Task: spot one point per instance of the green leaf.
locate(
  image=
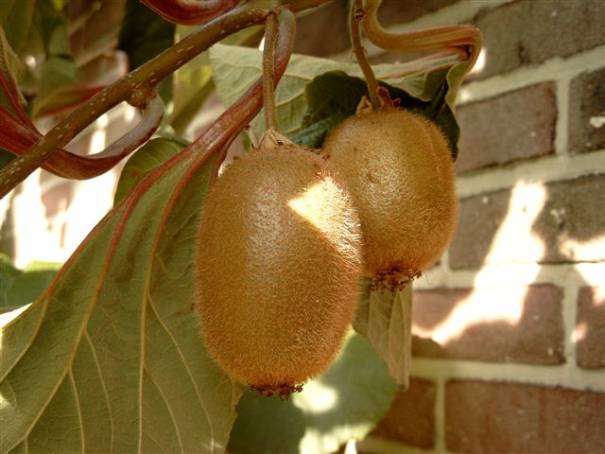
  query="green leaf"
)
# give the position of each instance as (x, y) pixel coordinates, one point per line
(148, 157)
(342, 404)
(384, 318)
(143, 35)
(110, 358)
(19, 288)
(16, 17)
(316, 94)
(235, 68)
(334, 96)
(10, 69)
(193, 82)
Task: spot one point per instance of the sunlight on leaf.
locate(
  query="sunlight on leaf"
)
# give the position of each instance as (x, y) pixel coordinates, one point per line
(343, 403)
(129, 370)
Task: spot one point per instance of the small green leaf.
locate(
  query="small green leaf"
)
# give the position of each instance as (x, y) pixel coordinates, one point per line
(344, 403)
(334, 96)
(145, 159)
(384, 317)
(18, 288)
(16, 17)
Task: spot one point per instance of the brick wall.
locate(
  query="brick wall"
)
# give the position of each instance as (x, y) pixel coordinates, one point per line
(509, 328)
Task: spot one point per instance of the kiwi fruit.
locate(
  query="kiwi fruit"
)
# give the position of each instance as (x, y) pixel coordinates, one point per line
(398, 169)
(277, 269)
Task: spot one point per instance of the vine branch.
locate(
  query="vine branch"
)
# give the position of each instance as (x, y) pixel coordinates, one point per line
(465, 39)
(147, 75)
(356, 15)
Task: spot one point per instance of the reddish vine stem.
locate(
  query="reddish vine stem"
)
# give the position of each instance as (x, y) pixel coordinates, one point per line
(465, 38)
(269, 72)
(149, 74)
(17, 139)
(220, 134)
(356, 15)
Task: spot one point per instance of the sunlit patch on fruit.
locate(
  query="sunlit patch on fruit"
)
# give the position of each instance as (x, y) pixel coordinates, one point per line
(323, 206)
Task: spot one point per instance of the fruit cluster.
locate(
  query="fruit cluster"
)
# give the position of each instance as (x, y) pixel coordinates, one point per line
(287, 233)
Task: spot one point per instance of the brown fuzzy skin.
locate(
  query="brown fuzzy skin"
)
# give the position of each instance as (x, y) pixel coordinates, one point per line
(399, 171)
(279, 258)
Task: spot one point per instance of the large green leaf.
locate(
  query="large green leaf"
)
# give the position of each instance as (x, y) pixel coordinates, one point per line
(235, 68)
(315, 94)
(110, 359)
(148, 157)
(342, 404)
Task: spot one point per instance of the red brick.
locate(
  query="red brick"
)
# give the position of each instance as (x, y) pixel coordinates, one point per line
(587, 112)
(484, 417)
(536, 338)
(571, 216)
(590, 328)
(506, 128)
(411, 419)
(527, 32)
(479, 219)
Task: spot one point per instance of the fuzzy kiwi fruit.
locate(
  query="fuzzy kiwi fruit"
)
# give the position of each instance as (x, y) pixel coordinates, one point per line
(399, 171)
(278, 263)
...
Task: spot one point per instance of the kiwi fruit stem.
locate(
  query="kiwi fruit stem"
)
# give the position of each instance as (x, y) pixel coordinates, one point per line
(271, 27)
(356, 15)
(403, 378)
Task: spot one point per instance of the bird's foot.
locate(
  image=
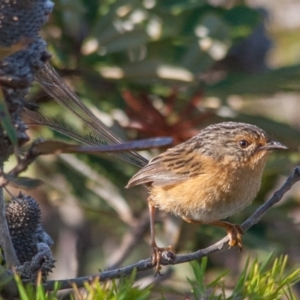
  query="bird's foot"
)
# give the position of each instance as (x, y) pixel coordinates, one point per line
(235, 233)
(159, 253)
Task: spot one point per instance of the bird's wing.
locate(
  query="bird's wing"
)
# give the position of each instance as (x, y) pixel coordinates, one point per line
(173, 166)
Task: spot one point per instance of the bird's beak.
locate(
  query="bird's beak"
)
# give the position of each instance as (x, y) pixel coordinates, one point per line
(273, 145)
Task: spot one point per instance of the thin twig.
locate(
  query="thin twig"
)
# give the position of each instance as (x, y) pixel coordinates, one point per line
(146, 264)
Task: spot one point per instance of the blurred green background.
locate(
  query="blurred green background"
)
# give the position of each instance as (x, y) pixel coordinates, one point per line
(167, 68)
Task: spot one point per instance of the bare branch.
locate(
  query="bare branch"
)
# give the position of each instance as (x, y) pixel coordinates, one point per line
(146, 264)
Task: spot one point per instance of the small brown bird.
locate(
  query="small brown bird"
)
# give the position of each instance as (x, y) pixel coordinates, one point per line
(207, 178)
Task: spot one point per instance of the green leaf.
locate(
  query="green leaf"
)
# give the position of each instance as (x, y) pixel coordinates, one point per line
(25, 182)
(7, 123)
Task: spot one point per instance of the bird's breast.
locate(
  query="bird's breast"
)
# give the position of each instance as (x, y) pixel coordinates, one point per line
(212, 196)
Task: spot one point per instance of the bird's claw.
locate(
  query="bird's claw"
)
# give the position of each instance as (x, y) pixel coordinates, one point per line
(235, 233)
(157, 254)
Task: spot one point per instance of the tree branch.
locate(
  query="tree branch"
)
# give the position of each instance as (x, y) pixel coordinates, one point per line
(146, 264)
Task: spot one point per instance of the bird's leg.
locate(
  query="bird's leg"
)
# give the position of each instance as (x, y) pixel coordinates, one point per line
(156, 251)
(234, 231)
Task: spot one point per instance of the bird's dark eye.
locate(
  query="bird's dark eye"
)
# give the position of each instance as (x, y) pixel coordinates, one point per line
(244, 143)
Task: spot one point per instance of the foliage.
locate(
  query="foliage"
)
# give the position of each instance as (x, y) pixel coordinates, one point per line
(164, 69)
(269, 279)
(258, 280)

- [Problem to work on] The expected answer is a copy of each line in the records that holds the word "wall".

- [Output of the exercise]
Task: spot one point per instance of the brick wall.
  query="brick wall"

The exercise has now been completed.